# Text excerpt
begin

An understaffed, outgunned civilian police force can do little. The few suspects who are arrested are often released within days or hours, thanks to a court system that lacks the manpower or resources to process their cases.

To make matters worse, Kosovo's aging infrastructure is collapsing at the time it is needed most. A severe power shortage has left most of Kosovo dark, cold, and with little running water.

Ethnic diversity in reverse

Such a bleak portrait scarcely resembles the vision of a democratic, multi-ethnic Kosovo that NATO and the United Nations pledged to create.

Bodies
The bodies of 14 Serb farmers were found shot to death in a field in Kosovo on June 23, a short time after NATO peacekeeping forces arrived in the area  

"There is hardly any multi-ethnicity -- in fact the reverse," said Ivo Daalder, senior fellow at the Washington-based Brookings Institution. "Ethnic segregation is greater now than almost at any other time in Kosovo's history ... and economic activity is rudimentary at best."

Terrified by the rampage of murders, kidnappings and arson attacks by revenge-minded ethnic Albanians, an estimated 200,000 non-Albanians fled Kosovo in the months following NATO's entry into the province, according to the U.N. High Commissioner for Refugees (UNHCR).

end

# Source excerpt
begin

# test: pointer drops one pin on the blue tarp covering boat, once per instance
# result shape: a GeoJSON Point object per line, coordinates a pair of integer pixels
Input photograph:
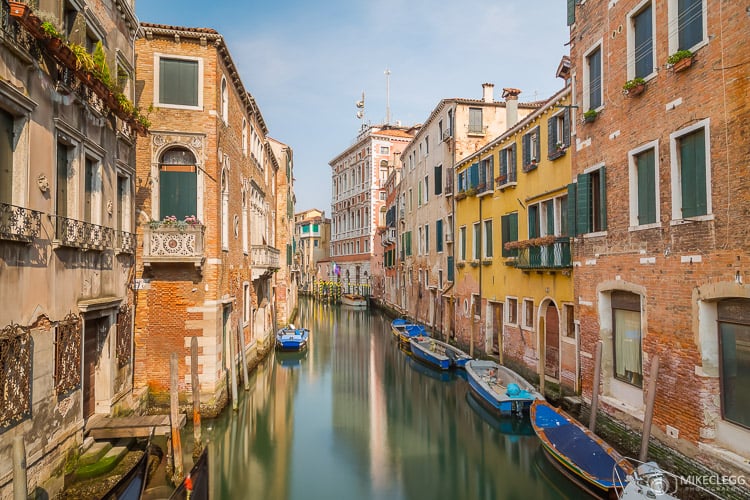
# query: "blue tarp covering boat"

end

# What to do
[a] Which organizations does the Kosovo excerpt name?
[b] Can you carry the Kosovo excerpt forward from its last sentence, the one about the estimated 200,000 non-Albanians who fled?
The data plays no role here.

# Answers for this exercise
[a]
- NATO
- The United Nations
- The Brookings Institution
- The U.N. High Commissioner for Refugees (UNHCR)

[b]
As of mid-January, however, the exodus had stopped and a small number of Serbs have even returned. Many who stayed live in virtual fortresses under round-the-clock protection of the NATO-led peacekeeping contingent, Kosovo Force, or KFOR.

"The vicious cycle of ethnically related violence must be broken," warned U.N. Secretary-General Kofi Annan during a visit to Kosovo in October. "The human and civil rights of all people in Kosovo must be respected."

But pleas for reconciliation by Annan and other world leaders have failed to stop the bloodshed. The daunting task of restoring order to the province remains in the hands of KFOR's 45,000 troops and a small, U.N.-run international police force.

Help late in coming

NATO says it is doing all it can. "Every day, two out of three KFOR soldiers are out conducting security operations. Not only have the troops cracked down hard on crime and violence, making Kosovo a much safer place than it was just a few months ago, but they are instructed to monitor people where they are still in need, especially now during the cold winter months," said KFOR's spokesman, Lt. Cmdr. Philip Anido of the Canadian navy, in a mid-January press report.

Burial site
FBI investigators were sent to Kosovo in September to uncover a burial site believed to contain the bodies of 200 ethnic Albanians. Many of the murders of Serbs over the past six months have been attributed to vengeance for such atrocities.  

While KFOR is responsible for maintaining security in Kosovo, it is up to the police to investigate crimes. Armed only with handguns, the police are asked to take on gangs equipped with automatic rifles and grenades.

"The international police personnel have been late in coming, are often poorly prepared and, not knowing much about the situation or even their way around, are not really up to the job," the International Crisis Group, a Brussels-based multinational organization whose goal is to help the international community to understand and respond to impending crises, reported in December 1999.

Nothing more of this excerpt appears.